Return verbatim the stretch of the listing below from the line containing "the awning occupies?" through the end of the listing, both ends included.

********

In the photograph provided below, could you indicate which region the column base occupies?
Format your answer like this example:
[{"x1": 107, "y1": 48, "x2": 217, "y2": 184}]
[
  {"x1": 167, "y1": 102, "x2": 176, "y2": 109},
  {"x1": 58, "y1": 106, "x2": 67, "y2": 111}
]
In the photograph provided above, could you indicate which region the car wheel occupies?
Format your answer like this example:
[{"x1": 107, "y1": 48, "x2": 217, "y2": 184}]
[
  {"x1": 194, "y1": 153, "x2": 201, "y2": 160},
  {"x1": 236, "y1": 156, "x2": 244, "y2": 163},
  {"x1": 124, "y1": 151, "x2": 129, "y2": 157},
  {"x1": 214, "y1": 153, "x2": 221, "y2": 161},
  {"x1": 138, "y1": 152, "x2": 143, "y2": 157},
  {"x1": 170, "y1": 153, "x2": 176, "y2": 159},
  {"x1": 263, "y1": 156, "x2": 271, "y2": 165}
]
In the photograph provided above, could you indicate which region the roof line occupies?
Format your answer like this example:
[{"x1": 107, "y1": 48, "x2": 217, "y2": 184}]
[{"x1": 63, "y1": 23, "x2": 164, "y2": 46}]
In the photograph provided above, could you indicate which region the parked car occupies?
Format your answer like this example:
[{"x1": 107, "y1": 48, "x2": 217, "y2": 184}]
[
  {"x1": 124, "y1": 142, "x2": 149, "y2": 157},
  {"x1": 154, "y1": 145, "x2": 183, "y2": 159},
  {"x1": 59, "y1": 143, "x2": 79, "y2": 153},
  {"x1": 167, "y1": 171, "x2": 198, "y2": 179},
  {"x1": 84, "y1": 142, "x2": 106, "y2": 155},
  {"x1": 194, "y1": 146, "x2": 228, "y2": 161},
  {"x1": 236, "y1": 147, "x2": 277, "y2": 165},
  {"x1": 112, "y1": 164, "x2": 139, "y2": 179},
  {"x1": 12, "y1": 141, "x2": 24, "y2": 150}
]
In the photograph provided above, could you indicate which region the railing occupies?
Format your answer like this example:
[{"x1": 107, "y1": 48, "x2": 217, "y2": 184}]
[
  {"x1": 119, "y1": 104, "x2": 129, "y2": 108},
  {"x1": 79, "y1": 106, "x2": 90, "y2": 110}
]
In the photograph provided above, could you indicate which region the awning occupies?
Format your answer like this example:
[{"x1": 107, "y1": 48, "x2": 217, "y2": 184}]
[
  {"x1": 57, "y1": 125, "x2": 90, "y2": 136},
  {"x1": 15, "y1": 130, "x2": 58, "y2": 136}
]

********

The result -
In the photograph provided above, could you indicate which region the awning occupies?
Format your answer like this example:
[{"x1": 107, "y1": 48, "x2": 217, "y2": 184}]
[
  {"x1": 57, "y1": 125, "x2": 90, "y2": 136},
  {"x1": 15, "y1": 130, "x2": 58, "y2": 136}
]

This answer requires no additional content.